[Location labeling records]
****************************************

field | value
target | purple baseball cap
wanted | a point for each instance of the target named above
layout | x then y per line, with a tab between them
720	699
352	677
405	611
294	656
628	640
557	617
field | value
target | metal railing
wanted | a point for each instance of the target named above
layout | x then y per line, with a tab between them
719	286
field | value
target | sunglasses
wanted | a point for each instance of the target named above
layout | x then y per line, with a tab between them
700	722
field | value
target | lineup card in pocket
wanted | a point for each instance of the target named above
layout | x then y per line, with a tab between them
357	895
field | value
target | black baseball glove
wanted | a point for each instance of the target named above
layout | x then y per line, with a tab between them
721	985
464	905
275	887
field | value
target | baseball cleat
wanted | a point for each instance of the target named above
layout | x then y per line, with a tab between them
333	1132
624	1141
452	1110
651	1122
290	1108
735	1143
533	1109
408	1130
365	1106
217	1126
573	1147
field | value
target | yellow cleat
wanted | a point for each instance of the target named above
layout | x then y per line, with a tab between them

****************************************

_Required task:_ Can you write out all the rows above again, requests included, with every x and y coordinate multiplied by 2.6 and rounded to a whole number, halves rounding up?

_Exercise answer:_
field | value
target | purple baseball cap
wanted | a point for each instance of the target named above
layout | x then y per line, with a tab between them
1872	1817
915	1760
1053	1589
764	1706
1633	1664
1448	1604
field | value
target | metal railing
wanted | a point for each instance of the target named above
layout | x then y per line, with a tab between them
1869	744
field | value
target | sunglasses
wanted | a point for each instance of the target named above
layout | x then y per line, with a tab between them
1820	1877
field | value
target | lineup card in pocket
wanted | a point for each instance of the target named above
layout | x then y per line, with a tab between them
928	2327
field | value
target | black baseball glove
wanted | a point for each instance of the target named above
layout | x then y per line, with a tab between them
1875	2561
1206	2353
715	2306
field | value
target | baseball cleat
wanted | a point for each instance of the target named above
layout | x then y per line, with a tab between them
866	2943
1622	2967
1175	2886
1693	2917
754	2881
1911	2972
1386	2883
1061	2938
949	2876
564	2928
1490	2982
field | value
target | yellow cleat
wanted | a point for each instance of the target named above
layout | x then y per line, with a tab between them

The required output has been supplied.